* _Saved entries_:
+===+

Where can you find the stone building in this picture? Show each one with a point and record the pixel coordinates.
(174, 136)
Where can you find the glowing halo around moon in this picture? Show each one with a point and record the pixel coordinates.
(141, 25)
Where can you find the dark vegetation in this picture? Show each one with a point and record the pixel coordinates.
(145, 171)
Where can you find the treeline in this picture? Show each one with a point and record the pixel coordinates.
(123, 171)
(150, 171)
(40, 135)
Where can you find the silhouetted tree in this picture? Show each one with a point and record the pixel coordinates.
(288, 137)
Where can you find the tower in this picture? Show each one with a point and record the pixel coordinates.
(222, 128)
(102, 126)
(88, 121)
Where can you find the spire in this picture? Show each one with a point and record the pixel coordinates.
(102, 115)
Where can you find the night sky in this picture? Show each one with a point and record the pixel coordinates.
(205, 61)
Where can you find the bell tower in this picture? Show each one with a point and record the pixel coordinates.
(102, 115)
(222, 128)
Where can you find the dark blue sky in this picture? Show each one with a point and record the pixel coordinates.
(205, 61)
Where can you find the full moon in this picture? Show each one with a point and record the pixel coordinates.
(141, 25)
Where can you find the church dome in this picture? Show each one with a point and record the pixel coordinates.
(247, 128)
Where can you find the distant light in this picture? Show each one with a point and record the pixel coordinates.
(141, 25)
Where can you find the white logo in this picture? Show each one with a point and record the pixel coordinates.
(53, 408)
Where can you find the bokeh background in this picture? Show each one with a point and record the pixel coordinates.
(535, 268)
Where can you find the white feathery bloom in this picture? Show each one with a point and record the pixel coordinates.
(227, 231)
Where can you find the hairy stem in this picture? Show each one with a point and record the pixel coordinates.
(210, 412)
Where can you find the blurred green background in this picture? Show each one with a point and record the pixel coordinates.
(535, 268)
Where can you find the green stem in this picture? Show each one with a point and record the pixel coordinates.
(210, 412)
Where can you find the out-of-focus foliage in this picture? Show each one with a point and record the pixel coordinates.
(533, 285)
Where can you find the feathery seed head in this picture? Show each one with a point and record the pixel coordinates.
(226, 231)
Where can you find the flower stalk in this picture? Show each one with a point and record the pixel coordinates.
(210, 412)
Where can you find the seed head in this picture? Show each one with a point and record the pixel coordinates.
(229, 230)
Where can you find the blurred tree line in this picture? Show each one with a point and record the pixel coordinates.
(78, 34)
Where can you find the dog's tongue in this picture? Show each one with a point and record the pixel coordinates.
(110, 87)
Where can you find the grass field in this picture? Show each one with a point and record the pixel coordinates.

+===+

* _What the exercise asks_: Write out every entry again exactly, please, with nothing missing.

* _Exercise response_:
Where can you find the stone building in this picture? Show each one with a point and record the pixel coordinates.
(174, 136)
Where can you find the glowing halo around moon in this picture? Show each one with a point and record the pixel coordinates.
(141, 25)
Where can you find the dark vegetation in this picture? Show each one with a point and record the pixel coordinates.
(145, 171)
Where can you find the treeline in this picture? Show each one with a point and record the pixel coordinates.
(123, 171)
(150, 171)
(40, 135)
Where can you find the silhouetted tree in this picture? Show each one with a point and record the pixel coordinates.
(288, 137)
Where can you find the tower in this picture? Show each one with a point and record the pixel coordinates.
(222, 128)
(102, 126)
(88, 121)
Where can you find the spire in this picture? Show each one with a point and record the pixel coordinates.
(102, 115)
Where can you find the night sky in this picture? Show each one with a point and record the pixel coordinates.
(205, 61)
Where can you find the bell tower in this picture? Show each one with a point and record the pixel coordinates.
(102, 115)
(222, 128)
Where can you find the dark blue sky in this picture? Show each one with a point and record the pixel coordinates.
(205, 61)
Where can you find the full moon in this picture? Show each one with a point and record the pixel coordinates.
(141, 25)
Where can you find the church dome in this picture? Show each one with a point and record the pixel coordinates.
(247, 128)
Where can you find the distant light in this picture? Show each one with a point and record the pixel coordinates.
(141, 25)
Where can you find the white logo in this picture? Show each one with a point and record the pixel coordinates.
(53, 408)
Where can you find the bokeh background in this picture? Show each one with a point and record the pixel coordinates.
(535, 268)
Where can you find the white feathery bloom in this picture? Show each one with a point and record the pixel coordinates.
(227, 231)
Where can you find the hairy stem in this picture? Show each one with a point and record the pixel coordinates.
(210, 412)
Where can you find the blurred green background in this picture? Show each one with a point and record the pixel coordinates.
(535, 268)
Where can you find the green stem in this picture? Show each one with a point and record the pixel coordinates.
(210, 412)
Where can you find the out-of-focus foliage in this picture? Show each one with a point and record the pixel coordinates.
(533, 285)
Where can you find the feathery seed head in this picture? Show each one with a point and record the pixel coordinates.
(226, 231)
Where can you find the flower stalk in this picture? Show each one with a point and record the pixel coordinates.
(210, 412)
Where can you find the seed head in this picture? Show each one with a point and record the pixel coordinates.
(229, 230)
Where can you find the blurred tree line in this picture? Show each one with a point and record the pixel coordinates.
(78, 34)
Where can you find the dog's tongue in this picture? Show each one with a point and record the pixel coordinates.
(110, 87)
Where can you find the grass field in this picture? Show each one with a point and record the pixel coordinates.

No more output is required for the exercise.